> **WHAT THE TASK REQUIRES**: Write down exactly the lines from the one with "Where can the denim sleeve" to the end of the data, first and last included, and no others.

> **AVAILABLE RECORDS**:
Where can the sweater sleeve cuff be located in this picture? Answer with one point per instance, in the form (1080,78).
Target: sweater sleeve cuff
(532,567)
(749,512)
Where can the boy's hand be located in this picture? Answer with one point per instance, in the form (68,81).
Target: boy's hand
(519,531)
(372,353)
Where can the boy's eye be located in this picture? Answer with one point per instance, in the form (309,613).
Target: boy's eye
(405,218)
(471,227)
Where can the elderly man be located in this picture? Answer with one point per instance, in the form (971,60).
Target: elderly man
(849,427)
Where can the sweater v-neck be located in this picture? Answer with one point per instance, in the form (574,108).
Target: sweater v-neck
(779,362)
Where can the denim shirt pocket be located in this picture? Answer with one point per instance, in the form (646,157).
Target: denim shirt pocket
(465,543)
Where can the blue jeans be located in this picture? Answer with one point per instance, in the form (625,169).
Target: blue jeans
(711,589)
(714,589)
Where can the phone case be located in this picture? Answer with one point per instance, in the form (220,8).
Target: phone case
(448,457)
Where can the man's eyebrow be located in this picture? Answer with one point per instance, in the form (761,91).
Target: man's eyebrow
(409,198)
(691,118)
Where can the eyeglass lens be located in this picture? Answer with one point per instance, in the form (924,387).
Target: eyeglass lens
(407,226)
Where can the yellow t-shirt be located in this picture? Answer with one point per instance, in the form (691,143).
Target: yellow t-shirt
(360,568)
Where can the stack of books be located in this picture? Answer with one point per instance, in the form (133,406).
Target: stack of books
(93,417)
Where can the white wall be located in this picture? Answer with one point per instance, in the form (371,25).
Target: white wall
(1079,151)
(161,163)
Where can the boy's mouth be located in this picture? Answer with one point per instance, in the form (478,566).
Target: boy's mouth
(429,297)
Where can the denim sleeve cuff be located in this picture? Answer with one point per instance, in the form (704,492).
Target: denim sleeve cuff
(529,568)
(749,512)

> **EXERCISE ANSWER**:
Where can the denim sleeve cuff be located in this picture? Answer with one point per instance, in the form (704,492).
Target: denim sleeve cuff
(529,568)
(749,512)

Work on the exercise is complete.